++++ Dataset records ++++

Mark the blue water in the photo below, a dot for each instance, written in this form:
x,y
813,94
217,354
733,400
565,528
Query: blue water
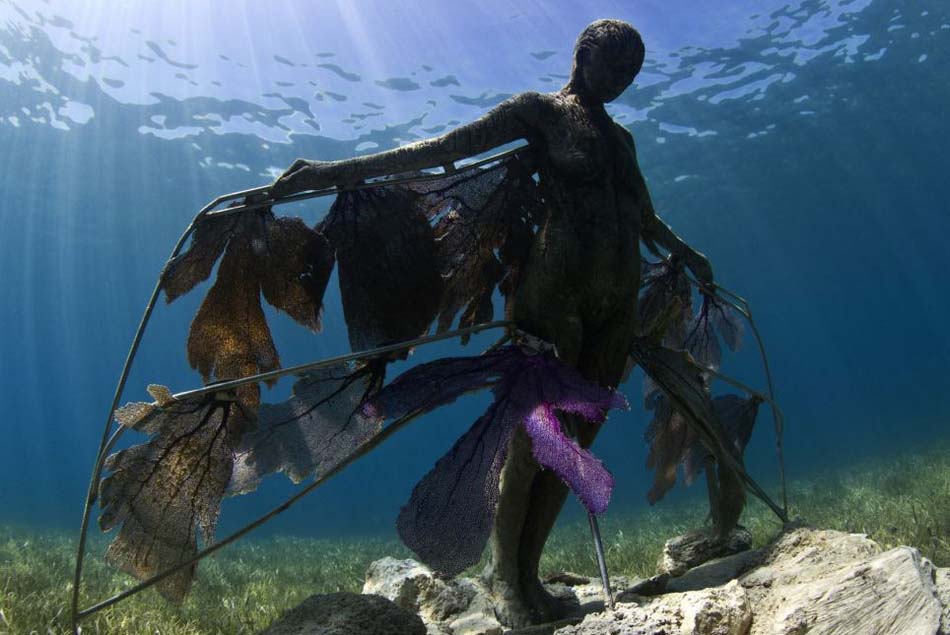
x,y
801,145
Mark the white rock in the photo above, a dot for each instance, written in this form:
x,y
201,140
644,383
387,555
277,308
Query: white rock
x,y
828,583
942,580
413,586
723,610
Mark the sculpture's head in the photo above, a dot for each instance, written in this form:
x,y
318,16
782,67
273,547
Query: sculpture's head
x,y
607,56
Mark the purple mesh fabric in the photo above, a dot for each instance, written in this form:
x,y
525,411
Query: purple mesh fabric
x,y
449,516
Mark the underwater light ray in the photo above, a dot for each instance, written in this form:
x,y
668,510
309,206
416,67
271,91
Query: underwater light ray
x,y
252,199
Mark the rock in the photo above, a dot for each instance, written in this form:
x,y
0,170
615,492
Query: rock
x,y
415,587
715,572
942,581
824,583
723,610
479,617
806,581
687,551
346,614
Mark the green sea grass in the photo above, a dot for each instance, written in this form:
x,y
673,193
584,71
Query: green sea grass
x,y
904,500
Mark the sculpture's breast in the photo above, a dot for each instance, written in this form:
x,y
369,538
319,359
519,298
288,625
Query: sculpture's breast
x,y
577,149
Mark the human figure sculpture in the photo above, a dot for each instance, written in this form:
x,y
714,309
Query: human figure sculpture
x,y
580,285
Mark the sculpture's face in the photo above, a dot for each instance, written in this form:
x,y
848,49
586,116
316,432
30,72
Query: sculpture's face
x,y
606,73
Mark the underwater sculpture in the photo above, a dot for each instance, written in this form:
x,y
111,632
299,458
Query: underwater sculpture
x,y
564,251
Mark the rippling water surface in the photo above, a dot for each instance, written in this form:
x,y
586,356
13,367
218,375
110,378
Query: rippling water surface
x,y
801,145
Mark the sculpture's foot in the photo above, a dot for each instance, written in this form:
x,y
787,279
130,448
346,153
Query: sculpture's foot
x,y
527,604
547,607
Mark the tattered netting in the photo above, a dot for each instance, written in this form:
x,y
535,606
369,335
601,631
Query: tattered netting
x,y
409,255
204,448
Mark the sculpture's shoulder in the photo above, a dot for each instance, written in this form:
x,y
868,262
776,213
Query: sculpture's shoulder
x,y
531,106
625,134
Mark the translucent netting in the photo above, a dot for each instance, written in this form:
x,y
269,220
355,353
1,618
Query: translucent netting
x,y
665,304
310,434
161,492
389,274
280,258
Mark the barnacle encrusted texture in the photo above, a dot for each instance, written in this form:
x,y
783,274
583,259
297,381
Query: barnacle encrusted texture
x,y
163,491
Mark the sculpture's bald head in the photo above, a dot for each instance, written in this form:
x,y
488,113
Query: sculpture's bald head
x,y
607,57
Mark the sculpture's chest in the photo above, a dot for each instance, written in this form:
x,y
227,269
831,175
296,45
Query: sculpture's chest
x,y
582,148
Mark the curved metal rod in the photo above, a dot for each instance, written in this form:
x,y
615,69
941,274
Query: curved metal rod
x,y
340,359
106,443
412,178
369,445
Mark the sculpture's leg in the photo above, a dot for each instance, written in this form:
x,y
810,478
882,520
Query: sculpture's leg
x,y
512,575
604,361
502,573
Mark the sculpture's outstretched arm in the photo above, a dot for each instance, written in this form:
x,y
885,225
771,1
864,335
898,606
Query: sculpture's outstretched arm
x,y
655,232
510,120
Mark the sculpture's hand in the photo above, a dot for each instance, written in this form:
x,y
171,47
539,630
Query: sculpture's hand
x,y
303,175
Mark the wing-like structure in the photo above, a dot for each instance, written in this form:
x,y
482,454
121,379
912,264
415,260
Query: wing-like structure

++++
++++ Dataset records ++++

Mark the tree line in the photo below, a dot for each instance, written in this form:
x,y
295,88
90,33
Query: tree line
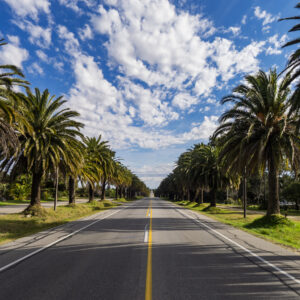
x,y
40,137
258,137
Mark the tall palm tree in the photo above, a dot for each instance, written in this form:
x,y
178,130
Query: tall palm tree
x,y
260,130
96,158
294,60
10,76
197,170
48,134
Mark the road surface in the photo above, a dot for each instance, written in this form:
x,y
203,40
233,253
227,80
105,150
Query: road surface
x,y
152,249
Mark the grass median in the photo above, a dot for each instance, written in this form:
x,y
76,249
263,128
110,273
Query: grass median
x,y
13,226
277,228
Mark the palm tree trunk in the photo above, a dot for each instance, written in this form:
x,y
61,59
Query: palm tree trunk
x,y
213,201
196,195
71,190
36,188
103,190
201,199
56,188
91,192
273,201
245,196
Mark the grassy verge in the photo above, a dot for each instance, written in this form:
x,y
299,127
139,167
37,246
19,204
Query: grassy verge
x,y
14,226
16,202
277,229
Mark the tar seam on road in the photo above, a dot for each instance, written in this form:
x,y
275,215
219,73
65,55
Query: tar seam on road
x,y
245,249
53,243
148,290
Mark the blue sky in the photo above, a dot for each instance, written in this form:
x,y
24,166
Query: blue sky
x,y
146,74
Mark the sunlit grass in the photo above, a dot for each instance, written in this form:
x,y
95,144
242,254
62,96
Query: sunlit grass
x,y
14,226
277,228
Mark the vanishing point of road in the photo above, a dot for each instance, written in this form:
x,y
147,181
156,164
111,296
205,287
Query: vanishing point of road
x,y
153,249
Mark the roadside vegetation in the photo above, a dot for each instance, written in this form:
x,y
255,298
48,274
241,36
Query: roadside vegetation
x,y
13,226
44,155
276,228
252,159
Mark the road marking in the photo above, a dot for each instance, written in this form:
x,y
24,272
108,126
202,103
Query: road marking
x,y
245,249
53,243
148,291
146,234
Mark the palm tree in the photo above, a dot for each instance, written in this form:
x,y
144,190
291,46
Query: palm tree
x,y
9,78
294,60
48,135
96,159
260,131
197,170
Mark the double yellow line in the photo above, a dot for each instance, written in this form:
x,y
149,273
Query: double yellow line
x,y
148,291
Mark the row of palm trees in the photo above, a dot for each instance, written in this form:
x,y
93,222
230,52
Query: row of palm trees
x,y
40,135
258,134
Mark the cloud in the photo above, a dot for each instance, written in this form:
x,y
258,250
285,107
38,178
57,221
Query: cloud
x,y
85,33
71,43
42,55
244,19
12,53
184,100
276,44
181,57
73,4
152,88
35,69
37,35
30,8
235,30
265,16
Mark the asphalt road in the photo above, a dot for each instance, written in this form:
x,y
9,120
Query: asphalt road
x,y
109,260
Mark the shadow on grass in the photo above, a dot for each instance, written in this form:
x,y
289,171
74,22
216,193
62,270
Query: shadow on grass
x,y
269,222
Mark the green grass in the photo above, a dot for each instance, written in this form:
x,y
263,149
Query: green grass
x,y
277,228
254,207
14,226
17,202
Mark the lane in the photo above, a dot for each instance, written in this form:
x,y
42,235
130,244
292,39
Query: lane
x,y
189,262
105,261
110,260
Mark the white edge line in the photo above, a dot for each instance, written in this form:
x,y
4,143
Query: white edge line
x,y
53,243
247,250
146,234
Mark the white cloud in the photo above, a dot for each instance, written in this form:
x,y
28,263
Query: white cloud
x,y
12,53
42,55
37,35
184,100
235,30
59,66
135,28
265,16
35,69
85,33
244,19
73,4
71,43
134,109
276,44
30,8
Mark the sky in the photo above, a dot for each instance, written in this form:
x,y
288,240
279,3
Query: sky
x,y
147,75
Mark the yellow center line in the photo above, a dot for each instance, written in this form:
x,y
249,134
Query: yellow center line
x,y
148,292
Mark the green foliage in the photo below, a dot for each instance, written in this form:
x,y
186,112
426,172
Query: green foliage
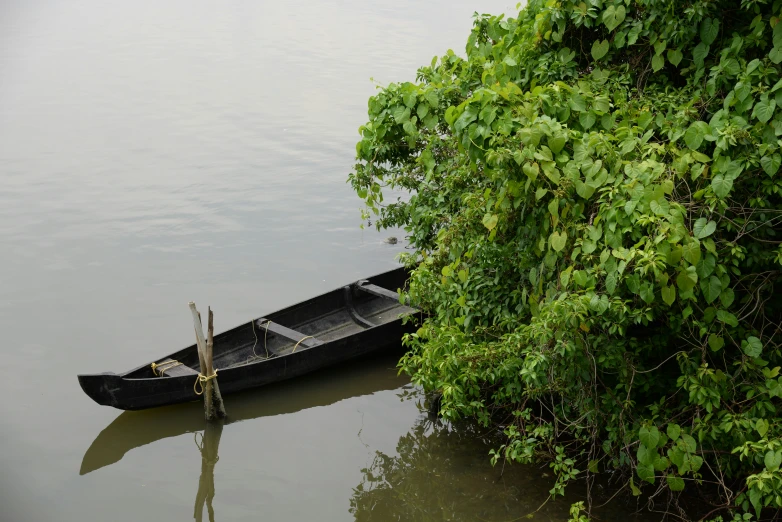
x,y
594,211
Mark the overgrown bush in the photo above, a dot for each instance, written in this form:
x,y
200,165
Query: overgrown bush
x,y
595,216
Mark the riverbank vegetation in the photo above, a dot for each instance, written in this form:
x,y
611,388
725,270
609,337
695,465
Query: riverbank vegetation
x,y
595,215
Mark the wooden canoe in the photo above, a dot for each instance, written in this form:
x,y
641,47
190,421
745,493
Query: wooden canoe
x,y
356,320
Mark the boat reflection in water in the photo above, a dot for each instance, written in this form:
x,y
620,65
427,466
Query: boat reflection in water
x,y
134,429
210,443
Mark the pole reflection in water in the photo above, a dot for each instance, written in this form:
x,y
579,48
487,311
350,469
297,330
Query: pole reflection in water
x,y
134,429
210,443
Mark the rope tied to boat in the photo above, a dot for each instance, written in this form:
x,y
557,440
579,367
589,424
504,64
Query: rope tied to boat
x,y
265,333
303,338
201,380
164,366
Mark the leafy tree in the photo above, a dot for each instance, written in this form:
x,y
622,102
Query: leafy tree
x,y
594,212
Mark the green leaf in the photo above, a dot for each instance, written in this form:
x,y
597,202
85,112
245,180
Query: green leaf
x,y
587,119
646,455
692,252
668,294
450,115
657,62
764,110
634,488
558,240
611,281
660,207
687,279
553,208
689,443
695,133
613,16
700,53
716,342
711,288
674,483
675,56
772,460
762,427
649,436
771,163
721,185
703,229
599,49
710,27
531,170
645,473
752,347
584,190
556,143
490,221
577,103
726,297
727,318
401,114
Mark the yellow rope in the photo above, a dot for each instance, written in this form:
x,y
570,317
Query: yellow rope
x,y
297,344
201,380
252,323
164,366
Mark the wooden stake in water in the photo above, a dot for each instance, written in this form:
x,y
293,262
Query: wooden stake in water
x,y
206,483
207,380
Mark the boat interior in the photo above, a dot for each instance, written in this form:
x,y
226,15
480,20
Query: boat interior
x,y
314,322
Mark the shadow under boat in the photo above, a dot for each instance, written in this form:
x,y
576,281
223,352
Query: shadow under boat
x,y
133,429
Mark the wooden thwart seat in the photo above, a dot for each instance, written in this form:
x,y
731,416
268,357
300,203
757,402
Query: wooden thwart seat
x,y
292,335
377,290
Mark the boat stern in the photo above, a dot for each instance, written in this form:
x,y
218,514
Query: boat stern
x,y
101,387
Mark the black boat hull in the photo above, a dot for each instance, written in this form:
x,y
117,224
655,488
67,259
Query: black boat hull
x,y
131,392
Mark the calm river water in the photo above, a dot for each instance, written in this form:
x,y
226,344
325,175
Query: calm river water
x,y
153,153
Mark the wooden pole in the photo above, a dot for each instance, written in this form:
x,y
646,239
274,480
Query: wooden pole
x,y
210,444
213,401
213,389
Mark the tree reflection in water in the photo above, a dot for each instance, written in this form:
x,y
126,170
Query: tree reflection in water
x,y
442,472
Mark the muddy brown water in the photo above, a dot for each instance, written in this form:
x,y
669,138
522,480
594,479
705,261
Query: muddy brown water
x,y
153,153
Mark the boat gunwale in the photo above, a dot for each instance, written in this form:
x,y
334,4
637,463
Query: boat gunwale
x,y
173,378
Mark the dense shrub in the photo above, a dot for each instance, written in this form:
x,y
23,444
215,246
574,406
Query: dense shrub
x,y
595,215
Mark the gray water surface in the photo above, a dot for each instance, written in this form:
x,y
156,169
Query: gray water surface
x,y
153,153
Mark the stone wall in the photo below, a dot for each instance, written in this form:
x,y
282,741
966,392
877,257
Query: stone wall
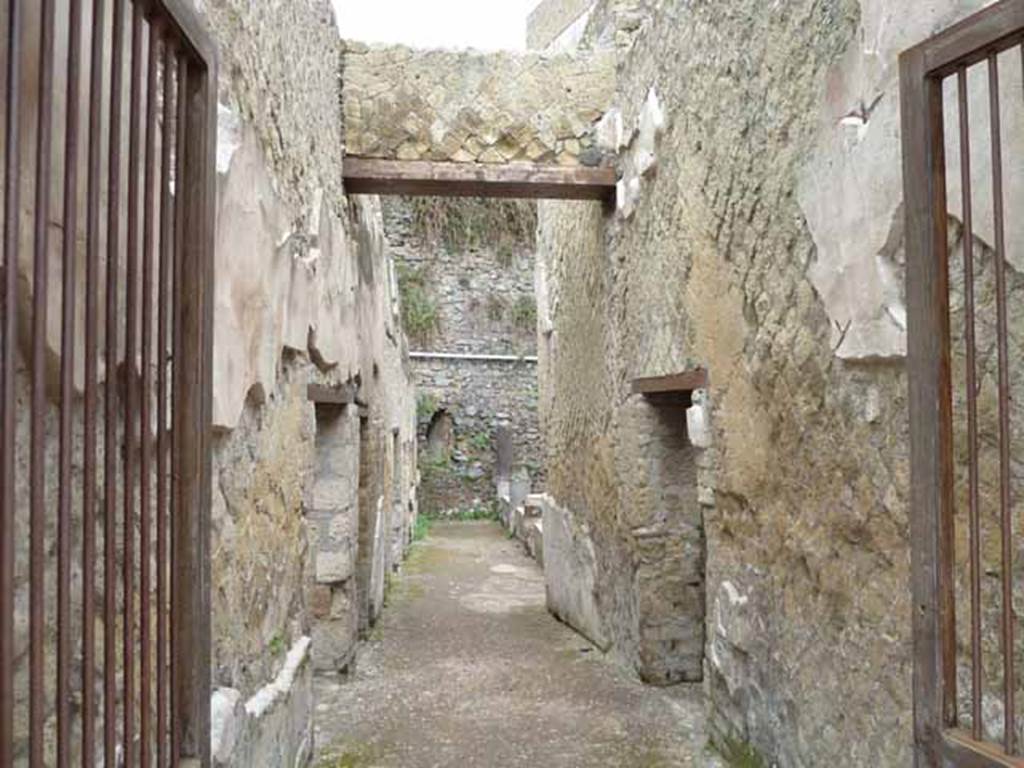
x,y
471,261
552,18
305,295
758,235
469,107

++++

From the entries above, tally every line holding the string "structure". Give only the count.

* **Task answer**: 2